*Assigned task*:
Using the records below, quote only the span that opens with the line containing "Mark every instance of the white fur" and closes with the line containing "Mark every instance of the dog's black", exactly and inclusively.

───── Extracted material ─────

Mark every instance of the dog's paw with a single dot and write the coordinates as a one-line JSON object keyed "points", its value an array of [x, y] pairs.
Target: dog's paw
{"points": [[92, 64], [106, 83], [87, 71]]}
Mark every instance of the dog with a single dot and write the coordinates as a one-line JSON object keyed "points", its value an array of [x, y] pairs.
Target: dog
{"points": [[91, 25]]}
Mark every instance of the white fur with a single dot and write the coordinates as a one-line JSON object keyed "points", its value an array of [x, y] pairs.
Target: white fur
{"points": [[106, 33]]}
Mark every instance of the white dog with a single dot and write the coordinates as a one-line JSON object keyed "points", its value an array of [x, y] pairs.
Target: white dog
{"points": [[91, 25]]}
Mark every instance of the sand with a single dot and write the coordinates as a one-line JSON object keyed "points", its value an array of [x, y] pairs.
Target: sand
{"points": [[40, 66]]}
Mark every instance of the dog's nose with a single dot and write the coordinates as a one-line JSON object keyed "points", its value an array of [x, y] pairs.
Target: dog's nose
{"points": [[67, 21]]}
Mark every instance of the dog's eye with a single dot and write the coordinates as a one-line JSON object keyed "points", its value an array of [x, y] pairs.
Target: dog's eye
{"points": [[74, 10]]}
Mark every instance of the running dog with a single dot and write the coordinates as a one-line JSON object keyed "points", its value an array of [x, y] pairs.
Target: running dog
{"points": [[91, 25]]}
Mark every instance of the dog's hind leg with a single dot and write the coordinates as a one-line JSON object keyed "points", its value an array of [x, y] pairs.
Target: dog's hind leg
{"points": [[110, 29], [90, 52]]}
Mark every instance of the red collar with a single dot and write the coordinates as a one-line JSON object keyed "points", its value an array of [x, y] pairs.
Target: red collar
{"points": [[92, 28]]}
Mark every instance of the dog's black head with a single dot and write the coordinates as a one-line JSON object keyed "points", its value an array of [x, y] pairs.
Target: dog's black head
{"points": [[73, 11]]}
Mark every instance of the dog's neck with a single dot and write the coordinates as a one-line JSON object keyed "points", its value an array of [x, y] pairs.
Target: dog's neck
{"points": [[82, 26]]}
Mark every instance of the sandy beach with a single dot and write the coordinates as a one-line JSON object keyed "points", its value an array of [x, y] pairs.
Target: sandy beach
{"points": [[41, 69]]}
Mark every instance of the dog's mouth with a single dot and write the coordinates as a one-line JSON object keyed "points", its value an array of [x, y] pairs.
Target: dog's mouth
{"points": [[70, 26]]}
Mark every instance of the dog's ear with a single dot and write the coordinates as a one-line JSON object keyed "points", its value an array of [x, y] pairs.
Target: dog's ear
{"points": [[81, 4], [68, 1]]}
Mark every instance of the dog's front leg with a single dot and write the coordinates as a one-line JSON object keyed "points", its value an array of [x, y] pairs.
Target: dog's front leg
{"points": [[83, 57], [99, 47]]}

─────

*Answer to this problem*:
Mark every instance of the white fur with a single dot and write the coordinates as a one-line JSON object keyed "points", its value an array of [x, y] pairs.
Target: white fur
{"points": [[106, 33]]}
Mark every instance of the white dog with a single dot and write the coordinates as a one-line JSON object keyed "points", its value an array of [x, y] pairs.
Target: white dog
{"points": [[91, 25]]}
Mark every instance of the sand with a single dot and write the coordinates as a one-line JSON object keyed "points", its value an array of [x, y] pairs.
Target: sand
{"points": [[40, 66]]}
Mark every instance of the dog's nose with a single dot and write the coordinates as a one-line JSON object keyed "points", its value an array of [x, y] pairs.
Target: dog's nose
{"points": [[67, 21]]}
Mark every instance of the dog's eye with a single dot and write the coordinates as a one-line JSON object keyed "points", its value an array of [x, y] pairs.
Target: dog's eye
{"points": [[74, 10]]}
Mark every instance of the running dog with a single dot and write the coordinates as a one-line JSON object keyed "points", its value an array of [x, y] pairs.
Target: running dog
{"points": [[91, 25]]}
Mark every instance of the dog's hind leg with a single dot and write the coordinates as a one-line JSON object keyed "points", its value an array of [x, y] pairs.
Target: dog's hind leg
{"points": [[110, 29], [90, 52]]}
Mark every instance of the red collar with a single dot and write the coordinates as a one-line JSON object keyed "points", its value an array of [x, y] pairs.
Target: red collar
{"points": [[92, 28]]}
Mark every instance of the dog's black head with a single dot and write the coordinates as a one-line JSON object keyed "points", its value an array of [x, y] pairs.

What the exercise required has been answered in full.